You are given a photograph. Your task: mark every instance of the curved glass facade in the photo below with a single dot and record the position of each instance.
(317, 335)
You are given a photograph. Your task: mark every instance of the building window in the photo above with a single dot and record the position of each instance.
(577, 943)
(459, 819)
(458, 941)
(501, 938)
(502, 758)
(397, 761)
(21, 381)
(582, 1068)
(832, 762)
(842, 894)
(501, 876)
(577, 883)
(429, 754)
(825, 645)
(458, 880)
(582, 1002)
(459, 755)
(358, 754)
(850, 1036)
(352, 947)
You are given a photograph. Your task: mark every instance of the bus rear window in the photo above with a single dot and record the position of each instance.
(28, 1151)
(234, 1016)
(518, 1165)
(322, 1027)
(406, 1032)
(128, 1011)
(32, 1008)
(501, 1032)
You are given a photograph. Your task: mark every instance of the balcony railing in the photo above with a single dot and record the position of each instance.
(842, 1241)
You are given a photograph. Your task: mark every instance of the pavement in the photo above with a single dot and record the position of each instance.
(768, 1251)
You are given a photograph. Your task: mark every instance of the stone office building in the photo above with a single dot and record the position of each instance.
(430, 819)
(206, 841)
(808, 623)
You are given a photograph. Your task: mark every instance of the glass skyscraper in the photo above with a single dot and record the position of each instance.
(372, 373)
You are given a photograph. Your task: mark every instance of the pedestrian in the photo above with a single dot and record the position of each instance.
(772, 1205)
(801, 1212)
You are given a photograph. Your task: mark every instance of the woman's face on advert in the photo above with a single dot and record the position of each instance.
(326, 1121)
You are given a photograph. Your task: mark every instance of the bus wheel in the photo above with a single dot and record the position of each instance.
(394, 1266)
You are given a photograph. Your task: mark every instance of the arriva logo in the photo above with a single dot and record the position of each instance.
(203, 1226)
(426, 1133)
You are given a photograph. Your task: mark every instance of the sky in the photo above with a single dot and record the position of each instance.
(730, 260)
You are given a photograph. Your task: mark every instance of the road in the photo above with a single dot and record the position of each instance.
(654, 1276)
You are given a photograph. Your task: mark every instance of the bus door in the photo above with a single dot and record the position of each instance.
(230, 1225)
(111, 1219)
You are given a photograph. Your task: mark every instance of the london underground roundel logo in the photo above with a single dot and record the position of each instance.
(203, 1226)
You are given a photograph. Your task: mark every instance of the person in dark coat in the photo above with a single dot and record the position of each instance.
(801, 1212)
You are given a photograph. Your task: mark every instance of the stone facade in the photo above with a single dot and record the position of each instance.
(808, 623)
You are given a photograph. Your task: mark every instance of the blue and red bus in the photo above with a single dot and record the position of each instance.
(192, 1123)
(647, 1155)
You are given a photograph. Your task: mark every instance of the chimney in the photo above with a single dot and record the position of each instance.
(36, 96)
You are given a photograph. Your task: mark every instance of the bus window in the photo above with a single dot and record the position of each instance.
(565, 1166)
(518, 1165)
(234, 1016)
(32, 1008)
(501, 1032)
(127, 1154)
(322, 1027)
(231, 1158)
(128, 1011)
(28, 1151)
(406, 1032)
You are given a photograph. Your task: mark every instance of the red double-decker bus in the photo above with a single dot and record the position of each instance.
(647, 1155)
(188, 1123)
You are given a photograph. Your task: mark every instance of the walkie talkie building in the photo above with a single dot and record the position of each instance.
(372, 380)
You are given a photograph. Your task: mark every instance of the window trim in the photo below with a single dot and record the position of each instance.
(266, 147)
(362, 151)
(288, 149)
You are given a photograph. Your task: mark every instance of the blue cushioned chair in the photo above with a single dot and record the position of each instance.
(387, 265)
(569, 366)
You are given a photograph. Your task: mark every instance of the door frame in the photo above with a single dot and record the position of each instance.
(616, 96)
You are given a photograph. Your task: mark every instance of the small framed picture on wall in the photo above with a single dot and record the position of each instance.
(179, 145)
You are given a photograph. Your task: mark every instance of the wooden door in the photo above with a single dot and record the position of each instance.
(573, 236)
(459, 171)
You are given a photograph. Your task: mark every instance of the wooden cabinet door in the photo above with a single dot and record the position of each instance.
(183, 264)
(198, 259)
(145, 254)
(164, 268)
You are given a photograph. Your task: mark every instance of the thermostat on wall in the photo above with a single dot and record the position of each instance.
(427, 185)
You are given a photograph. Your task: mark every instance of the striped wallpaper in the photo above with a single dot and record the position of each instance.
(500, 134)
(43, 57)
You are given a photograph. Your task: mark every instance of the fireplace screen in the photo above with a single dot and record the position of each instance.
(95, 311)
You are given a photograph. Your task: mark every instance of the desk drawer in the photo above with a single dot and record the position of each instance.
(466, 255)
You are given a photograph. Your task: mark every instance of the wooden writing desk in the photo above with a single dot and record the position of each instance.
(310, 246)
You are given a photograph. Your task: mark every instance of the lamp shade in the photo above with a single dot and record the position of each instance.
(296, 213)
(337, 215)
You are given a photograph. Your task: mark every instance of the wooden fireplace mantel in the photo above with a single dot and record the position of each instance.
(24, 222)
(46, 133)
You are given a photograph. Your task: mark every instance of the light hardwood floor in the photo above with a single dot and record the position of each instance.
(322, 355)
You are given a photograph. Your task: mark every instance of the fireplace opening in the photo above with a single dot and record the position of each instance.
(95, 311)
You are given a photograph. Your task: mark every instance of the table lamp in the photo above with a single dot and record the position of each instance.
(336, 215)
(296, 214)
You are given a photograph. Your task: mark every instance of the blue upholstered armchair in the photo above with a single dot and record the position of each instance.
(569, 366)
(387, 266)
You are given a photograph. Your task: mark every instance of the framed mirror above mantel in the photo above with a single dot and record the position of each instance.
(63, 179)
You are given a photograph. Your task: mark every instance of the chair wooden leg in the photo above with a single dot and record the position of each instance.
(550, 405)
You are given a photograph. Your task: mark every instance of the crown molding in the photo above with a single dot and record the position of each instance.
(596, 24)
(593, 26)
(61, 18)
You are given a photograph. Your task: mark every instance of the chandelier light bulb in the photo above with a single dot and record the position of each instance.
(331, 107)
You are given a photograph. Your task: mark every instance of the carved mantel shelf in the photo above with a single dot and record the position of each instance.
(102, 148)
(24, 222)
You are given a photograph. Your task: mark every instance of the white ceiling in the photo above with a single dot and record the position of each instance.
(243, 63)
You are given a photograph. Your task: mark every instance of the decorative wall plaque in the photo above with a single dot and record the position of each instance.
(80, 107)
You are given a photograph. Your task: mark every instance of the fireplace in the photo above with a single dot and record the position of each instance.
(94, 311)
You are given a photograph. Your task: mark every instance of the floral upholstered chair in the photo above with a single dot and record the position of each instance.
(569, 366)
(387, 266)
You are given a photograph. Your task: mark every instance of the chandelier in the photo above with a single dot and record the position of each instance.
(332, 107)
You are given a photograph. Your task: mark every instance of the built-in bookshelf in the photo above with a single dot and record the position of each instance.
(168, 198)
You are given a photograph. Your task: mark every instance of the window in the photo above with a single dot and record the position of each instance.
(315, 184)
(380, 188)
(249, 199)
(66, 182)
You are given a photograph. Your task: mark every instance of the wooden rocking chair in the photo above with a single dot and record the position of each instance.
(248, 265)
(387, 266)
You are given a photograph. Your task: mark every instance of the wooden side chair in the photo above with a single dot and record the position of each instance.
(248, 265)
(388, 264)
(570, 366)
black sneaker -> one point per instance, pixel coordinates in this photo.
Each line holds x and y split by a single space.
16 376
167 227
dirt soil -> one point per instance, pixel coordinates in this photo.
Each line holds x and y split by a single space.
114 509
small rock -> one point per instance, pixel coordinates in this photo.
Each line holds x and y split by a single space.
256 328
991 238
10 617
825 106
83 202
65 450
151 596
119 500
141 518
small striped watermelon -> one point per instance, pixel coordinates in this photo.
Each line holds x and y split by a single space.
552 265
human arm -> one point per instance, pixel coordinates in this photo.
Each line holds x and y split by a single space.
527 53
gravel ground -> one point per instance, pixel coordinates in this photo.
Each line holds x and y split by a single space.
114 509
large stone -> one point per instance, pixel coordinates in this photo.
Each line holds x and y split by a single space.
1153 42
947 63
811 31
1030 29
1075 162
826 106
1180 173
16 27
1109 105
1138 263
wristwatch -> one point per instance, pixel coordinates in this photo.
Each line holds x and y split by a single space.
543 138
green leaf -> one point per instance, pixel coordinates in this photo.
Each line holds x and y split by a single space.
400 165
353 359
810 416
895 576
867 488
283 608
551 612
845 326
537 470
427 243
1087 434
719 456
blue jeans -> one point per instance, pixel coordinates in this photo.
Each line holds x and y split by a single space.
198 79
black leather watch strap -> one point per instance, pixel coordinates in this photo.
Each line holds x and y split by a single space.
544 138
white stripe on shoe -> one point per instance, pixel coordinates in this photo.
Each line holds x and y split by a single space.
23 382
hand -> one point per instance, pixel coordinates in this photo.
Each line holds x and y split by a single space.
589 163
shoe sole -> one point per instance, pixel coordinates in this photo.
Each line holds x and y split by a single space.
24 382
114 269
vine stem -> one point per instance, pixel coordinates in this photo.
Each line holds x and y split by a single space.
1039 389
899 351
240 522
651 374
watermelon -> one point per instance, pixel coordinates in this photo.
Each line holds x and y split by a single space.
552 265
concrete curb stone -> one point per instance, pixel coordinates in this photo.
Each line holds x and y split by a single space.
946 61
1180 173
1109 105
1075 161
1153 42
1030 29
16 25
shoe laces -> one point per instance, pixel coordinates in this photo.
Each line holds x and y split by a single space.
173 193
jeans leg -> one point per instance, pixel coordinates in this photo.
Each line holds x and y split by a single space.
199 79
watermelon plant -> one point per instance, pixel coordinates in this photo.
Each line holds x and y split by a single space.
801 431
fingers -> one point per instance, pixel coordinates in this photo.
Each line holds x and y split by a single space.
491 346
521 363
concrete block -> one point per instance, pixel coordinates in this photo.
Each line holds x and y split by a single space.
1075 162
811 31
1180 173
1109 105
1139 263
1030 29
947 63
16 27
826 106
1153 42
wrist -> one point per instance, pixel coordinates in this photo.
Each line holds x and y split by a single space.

- _What you need to do_:
How many lines of the listing contain "concrete"? Say only that number.

- _Answer area_:
2